Directions for this task: Where the records below reach the line containing "the wooden ceiling", start transcribing, and end with the line containing "Expected: one point per instance of the tree line, reported", exactly and with nothing else added.
------------------------------------------------------------------------
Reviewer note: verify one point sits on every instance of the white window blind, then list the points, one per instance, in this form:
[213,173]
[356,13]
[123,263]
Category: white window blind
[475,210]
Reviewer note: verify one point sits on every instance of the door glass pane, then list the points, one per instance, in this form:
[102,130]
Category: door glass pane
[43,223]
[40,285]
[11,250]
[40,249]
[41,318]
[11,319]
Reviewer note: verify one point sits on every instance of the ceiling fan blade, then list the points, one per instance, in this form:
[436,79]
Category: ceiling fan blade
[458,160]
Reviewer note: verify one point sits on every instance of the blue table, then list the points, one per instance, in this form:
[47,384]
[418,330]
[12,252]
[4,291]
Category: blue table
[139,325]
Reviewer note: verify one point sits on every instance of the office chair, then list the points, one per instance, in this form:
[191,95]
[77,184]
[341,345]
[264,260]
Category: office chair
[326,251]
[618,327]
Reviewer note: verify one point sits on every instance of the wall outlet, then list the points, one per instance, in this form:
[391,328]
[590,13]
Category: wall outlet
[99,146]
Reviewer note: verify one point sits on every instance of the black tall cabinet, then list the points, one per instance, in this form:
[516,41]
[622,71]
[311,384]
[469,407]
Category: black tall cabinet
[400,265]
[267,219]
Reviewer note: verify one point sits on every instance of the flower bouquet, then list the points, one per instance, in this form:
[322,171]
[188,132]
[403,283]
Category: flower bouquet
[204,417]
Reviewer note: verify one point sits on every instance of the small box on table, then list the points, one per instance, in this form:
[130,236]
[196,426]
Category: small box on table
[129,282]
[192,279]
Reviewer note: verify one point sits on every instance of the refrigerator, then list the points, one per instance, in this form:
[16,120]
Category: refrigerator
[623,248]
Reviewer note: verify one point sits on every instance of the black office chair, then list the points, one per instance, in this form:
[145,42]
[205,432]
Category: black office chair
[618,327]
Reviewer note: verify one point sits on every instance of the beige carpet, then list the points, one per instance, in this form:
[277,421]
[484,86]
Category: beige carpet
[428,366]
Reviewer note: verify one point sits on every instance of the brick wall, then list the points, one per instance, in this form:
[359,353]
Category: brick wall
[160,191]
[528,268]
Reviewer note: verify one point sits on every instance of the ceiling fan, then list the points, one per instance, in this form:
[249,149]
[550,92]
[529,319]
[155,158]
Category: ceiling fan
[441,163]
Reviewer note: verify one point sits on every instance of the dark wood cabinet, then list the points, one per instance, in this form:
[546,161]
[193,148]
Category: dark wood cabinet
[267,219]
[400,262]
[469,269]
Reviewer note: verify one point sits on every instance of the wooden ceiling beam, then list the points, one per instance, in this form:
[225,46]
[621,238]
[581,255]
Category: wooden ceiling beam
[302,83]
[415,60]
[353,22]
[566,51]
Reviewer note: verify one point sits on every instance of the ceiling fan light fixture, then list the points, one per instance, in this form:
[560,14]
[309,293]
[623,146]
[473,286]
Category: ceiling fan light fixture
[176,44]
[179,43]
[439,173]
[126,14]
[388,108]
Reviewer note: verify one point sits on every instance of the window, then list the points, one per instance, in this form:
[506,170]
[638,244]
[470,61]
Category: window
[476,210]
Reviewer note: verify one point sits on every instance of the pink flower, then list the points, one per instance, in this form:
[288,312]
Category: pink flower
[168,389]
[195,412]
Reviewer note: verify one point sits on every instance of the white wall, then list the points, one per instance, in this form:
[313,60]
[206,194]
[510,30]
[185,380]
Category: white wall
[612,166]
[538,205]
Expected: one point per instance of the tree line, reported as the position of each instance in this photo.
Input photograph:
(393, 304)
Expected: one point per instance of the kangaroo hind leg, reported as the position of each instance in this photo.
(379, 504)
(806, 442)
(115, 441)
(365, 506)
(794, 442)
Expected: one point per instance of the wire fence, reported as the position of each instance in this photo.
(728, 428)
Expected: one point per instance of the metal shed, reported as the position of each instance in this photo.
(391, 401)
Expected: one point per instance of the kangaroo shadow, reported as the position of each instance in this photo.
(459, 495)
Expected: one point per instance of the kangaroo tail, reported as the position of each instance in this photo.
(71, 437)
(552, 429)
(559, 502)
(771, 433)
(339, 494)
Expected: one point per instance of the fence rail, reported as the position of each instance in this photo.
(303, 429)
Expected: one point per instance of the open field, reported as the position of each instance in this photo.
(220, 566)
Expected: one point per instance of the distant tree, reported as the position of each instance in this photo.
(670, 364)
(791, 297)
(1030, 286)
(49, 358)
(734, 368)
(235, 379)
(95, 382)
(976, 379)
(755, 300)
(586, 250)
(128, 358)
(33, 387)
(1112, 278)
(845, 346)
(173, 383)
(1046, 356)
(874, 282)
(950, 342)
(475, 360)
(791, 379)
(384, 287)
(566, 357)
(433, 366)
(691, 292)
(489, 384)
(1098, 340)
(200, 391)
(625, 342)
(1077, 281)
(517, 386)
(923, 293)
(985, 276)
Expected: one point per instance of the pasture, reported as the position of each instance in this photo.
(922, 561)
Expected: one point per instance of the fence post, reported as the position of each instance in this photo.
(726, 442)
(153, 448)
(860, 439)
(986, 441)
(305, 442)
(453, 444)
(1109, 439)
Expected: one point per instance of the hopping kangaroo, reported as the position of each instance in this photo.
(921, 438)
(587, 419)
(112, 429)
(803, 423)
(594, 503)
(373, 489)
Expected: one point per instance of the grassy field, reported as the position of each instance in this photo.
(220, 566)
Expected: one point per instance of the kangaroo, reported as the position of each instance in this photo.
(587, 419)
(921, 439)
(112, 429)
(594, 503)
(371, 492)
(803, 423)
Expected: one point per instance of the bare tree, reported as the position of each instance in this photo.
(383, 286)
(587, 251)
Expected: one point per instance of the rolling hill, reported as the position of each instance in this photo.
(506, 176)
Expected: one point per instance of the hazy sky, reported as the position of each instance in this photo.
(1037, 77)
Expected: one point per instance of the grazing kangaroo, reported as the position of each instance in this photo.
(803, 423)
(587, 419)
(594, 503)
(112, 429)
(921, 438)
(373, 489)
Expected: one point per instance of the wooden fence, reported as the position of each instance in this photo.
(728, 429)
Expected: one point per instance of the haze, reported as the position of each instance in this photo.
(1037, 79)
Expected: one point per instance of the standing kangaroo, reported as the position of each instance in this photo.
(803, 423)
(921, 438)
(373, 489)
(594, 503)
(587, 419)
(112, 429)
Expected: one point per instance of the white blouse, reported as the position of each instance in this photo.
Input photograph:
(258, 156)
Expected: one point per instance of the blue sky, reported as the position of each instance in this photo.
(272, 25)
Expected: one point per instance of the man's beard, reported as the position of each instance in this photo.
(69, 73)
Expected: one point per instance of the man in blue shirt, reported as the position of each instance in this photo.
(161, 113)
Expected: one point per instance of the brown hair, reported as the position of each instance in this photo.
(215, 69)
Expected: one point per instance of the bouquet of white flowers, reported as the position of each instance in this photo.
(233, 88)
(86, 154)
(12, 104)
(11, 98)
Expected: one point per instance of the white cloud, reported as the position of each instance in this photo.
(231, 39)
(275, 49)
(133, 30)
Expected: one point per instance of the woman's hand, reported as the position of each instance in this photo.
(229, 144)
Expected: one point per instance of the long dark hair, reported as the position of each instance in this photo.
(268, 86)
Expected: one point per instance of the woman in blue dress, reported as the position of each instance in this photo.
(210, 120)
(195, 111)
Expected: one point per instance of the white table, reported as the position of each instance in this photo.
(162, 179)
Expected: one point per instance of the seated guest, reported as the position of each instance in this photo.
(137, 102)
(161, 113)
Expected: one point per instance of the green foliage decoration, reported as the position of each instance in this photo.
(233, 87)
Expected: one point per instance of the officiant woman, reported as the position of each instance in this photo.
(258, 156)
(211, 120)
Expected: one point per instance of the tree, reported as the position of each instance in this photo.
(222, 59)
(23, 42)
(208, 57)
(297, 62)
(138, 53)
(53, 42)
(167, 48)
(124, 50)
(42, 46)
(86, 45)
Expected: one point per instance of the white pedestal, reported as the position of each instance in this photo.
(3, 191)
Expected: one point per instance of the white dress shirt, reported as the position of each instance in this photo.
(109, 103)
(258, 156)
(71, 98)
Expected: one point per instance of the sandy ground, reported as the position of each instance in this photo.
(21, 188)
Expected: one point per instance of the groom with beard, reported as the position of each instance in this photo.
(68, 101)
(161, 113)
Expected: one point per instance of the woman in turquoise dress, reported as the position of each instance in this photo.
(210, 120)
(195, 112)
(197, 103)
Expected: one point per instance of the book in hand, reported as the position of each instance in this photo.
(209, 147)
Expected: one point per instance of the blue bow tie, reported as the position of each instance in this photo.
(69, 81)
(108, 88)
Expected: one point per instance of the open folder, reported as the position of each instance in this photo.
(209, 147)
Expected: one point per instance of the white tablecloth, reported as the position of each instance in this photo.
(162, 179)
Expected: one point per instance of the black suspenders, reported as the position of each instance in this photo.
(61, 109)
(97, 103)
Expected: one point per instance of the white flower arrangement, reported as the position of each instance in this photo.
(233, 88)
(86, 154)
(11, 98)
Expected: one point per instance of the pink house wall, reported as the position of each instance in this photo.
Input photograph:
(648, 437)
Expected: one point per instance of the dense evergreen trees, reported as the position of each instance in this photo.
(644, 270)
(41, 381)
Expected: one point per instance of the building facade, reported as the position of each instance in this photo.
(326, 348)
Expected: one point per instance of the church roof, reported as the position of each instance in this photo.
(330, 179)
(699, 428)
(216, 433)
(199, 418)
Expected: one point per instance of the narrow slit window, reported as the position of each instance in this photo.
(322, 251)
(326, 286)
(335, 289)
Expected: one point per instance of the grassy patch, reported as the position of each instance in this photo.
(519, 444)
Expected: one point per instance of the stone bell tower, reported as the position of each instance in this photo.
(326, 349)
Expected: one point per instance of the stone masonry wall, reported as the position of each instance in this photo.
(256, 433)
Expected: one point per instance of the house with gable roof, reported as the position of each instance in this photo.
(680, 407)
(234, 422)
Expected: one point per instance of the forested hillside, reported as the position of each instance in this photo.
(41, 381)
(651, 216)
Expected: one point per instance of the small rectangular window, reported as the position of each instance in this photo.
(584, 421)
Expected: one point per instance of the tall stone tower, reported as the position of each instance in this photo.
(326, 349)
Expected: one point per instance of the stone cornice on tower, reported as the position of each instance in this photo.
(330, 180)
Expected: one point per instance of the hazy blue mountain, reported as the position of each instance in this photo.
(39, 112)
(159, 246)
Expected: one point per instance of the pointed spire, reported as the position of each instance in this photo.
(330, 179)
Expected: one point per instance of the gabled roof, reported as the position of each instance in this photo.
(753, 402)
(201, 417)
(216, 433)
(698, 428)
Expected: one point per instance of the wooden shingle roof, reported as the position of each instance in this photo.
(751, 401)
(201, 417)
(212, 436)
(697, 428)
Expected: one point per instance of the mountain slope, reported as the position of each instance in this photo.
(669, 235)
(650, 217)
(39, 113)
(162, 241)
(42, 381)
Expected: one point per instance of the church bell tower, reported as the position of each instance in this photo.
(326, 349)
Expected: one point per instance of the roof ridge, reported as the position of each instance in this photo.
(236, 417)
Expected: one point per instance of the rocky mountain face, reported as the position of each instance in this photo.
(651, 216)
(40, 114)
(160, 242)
------------------------------------------------------------------------
Answer to this task:
Reviewer note: verify one point sits on every instance of the wooden ceiling beam, then list the points, one per instance, in this form:
[225,46]
[621,238]
[581,255]
Category: wooden ceiling beam
[302,83]
[415,60]
[353,22]
[566,51]
Reviewer note: verify one point sits on every instance of the ceiling fan light fixture, then list the points, one per instance, in this form:
[560,14]
[309,293]
[623,146]
[473,286]
Category: ceiling fan light fixture
[176,44]
[179,43]
[439,173]
[126,14]
[388,108]
Reviewer note: verify one point sits on every instance of the window, then list the points, one per instance, in this form:
[506,170]
[638,244]
[470,61]
Category: window
[476,210]
Reviewer note: verify one point sits on every instance of the pink flower, then list the points, one per instance, in this form:
[288,312]
Category: pink flower
[168,389]
[195,412]
Reviewer note: verify one point sits on every instance of the white wall, then list the points, one per instance, in this form:
[313,60]
[206,194]
[510,30]
[185,380]
Category: white wall
[612,166]
[538,205]
Expected: one point per instance of the tree line, reported as the position of each instance in this photo.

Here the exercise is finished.